● Data extracts:
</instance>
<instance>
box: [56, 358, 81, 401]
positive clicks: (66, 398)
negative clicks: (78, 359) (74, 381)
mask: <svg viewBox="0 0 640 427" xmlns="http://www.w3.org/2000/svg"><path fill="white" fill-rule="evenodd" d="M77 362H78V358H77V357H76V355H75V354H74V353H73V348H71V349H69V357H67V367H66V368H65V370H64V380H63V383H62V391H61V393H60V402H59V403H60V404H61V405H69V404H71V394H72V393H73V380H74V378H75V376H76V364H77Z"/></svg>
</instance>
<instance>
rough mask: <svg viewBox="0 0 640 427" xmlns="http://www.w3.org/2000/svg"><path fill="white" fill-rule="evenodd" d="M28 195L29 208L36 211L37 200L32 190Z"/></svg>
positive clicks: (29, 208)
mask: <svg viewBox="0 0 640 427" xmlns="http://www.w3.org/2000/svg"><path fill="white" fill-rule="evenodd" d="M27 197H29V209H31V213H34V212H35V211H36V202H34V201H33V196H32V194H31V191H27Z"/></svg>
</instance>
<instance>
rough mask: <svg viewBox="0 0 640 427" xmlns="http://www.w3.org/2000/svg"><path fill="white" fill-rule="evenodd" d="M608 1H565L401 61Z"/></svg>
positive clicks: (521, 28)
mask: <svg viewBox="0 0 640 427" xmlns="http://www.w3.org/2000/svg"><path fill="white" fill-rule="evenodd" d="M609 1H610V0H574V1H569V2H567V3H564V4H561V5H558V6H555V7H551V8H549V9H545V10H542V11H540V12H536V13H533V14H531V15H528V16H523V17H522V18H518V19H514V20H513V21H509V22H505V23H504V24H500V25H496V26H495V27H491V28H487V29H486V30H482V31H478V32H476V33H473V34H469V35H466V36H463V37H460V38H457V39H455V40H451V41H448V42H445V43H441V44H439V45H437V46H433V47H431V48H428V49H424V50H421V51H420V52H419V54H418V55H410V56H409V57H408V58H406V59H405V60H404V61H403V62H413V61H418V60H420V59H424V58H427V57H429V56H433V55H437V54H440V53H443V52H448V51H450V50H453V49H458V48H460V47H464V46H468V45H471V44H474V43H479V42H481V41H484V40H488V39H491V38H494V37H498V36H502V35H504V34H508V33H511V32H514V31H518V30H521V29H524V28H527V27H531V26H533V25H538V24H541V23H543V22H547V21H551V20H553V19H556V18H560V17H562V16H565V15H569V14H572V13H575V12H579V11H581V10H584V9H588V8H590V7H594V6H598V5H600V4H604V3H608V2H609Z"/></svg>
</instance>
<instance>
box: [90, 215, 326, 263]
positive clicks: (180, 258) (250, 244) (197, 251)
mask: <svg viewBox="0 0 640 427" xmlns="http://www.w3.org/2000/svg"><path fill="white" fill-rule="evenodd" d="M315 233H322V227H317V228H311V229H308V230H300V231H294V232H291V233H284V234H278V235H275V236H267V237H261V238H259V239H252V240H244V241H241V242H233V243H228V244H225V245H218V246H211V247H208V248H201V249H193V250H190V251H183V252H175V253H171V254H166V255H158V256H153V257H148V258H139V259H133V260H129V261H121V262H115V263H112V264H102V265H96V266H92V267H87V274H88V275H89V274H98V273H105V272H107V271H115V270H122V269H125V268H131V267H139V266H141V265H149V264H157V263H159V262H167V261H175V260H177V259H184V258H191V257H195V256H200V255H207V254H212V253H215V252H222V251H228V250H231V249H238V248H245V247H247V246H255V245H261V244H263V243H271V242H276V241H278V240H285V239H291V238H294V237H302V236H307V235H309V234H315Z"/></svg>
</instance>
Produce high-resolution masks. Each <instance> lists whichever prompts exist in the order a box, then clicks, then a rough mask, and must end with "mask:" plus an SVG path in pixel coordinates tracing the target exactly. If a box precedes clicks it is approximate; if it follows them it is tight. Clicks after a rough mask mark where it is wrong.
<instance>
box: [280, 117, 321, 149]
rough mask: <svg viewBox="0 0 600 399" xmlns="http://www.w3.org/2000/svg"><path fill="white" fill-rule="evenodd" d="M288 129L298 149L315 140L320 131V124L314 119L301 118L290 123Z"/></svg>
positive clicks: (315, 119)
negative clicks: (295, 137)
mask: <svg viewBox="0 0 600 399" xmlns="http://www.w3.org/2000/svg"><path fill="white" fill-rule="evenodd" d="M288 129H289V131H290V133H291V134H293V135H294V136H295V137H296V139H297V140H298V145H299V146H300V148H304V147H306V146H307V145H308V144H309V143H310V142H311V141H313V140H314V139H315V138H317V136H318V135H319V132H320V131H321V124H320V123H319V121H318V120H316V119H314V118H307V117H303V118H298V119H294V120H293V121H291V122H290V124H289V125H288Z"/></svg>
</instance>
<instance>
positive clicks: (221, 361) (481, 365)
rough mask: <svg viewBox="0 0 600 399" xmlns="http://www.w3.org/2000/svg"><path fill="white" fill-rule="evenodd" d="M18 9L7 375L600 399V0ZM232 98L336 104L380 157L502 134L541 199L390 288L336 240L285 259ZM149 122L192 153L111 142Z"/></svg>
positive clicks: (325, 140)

● Work instruction:
Transcribe every line of the records, keeping each one exact.

● Response area:
</instance>
<instance>
box: [56, 358, 81, 401]
positive clicks: (66, 398)
negative clicks: (78, 359) (74, 381)
mask: <svg viewBox="0 0 640 427" xmlns="http://www.w3.org/2000/svg"><path fill="white" fill-rule="evenodd" d="M77 362H78V358H77V357H76V355H75V354H74V353H73V348H71V349H69V357H67V367H66V368H65V370H64V380H63V383H62V391H61V393H60V402H59V403H60V404H61V405H69V404H71V394H72V393H73V380H74V378H75V376H76V364H77Z"/></svg>
</instance>
<instance>
rough mask: <svg viewBox="0 0 640 427" xmlns="http://www.w3.org/2000/svg"><path fill="white" fill-rule="evenodd" d="M28 195L29 208L36 211L37 200L32 190Z"/></svg>
positive clicks: (29, 208)
mask: <svg viewBox="0 0 640 427" xmlns="http://www.w3.org/2000/svg"><path fill="white" fill-rule="evenodd" d="M27 197H29V209H31V213H34V212H35V211H36V202H34V201H33V196H32V194H31V191H27Z"/></svg>
</instance>
<instance>
rough mask: <svg viewBox="0 0 640 427" xmlns="http://www.w3.org/2000/svg"><path fill="white" fill-rule="evenodd" d="M608 1H565L401 61Z"/></svg>
positive clicks: (521, 28)
mask: <svg viewBox="0 0 640 427" xmlns="http://www.w3.org/2000/svg"><path fill="white" fill-rule="evenodd" d="M609 1H610V0H574V1H569V2H567V3H564V4H561V5H558V6H555V7H551V8H549V9H545V10H542V11H540V12H536V13H533V14H531V15H528V16H523V17H522V18H518V19H514V20H513V21H509V22H505V23H504V24H500V25H496V26H495V27H491V28H487V29H486V30H482V31H478V32H476V33H473V34H469V35H466V36H463V37H460V38H457V39H455V40H451V41H448V42H445V43H441V44H439V45H437V46H433V47H431V48H428V49H424V50H421V51H420V52H419V54H418V55H410V56H409V57H408V58H406V59H405V60H404V61H403V62H413V61H418V60H420V59H424V58H427V57H429V56H433V55H437V54H440V53H443V52H448V51H450V50H453V49H458V48H460V47H464V46H468V45H471V44H474V43H479V42H481V41H484V40H488V39H491V38H494V37H498V36H502V35H504V34H508V33H511V32H514V31H518V30H521V29H524V28H527V27H531V26H533V25H538V24H541V23H543V22H547V21H551V20H553V19H556V18H560V17H562V16H565V15H569V14H572V13H575V12H579V11H581V10H584V9H588V8H590V7H594V6H598V5H600V4H604V3H608V2H609Z"/></svg>
</instance>
<instance>
box: [90, 215, 326, 263]
positive clicks: (180, 258) (250, 244) (197, 251)
mask: <svg viewBox="0 0 640 427" xmlns="http://www.w3.org/2000/svg"><path fill="white" fill-rule="evenodd" d="M315 233H322V227H317V228H311V229H308V230H300V231H294V232H291V233H284V234H278V235H275V236H267V237H261V238H259V239H252V240H244V241H241V242H233V243H228V244H225V245H218V246H211V247H208V248H201V249H193V250H190V251H183V252H175V253H171V254H166V255H158V256H153V257H148V258H139V259H133V260H129V261H121V262H115V263H112V264H102V265H96V266H92V267H87V274H88V275H89V274H98V273H105V272H107V271H115V270H122V269H125V268H131V267H139V266H141V265H149V264H157V263H159V262H167V261H175V260H177V259H184V258H191V257H195V256H200V255H207V254H212V253H215V252H222V251H228V250H231V249H238V248H245V247H247V246H255V245H261V244H263V243H271V242H276V241H278V240H285V239H291V238H294V237H302V236H307V235H309V234H315Z"/></svg>
</instance>
Produce high-resolution masks. Each <instance> lists whichever prompts exist in the order a box, then clicks, then a rough mask, and must end with "mask:" plus an SVG path in pixel coordinates tracing the target exactly. If a box precedes clicks it is approximate; if it follows them it is tight. Clicks after a rough mask mark where it is wrong.
<instance>
box: [280, 117, 321, 149]
rough mask: <svg viewBox="0 0 600 399" xmlns="http://www.w3.org/2000/svg"><path fill="white" fill-rule="evenodd" d="M288 129L298 149L315 140L320 131V124L314 119L301 118L290 123Z"/></svg>
positive clicks: (315, 119)
negative clicks: (295, 137)
mask: <svg viewBox="0 0 600 399" xmlns="http://www.w3.org/2000/svg"><path fill="white" fill-rule="evenodd" d="M288 129H289V131H290V133H291V134H293V135H294V136H295V137H296V139H297V140H298V145H299V146H300V148H304V147H306V146H307V145H308V144H309V143H310V142H311V141H313V140H314V139H315V138H317V136H318V135H319V132H320V131H321V124H320V123H319V121H318V120H316V119H314V118H307V117H303V118H298V119H294V120H293V121H291V122H290V124H289V125H288Z"/></svg>
</instance>
<instance>
positive clicks: (221, 361) (481, 365)
rough mask: <svg viewBox="0 0 600 399" xmlns="http://www.w3.org/2000/svg"><path fill="white" fill-rule="evenodd" d="M18 9L7 375L600 399V0ZM232 98L336 104L380 157L502 134L541 199L390 288L336 240L285 259ZM149 122L192 153L111 142Z"/></svg>
positive clicks: (325, 140)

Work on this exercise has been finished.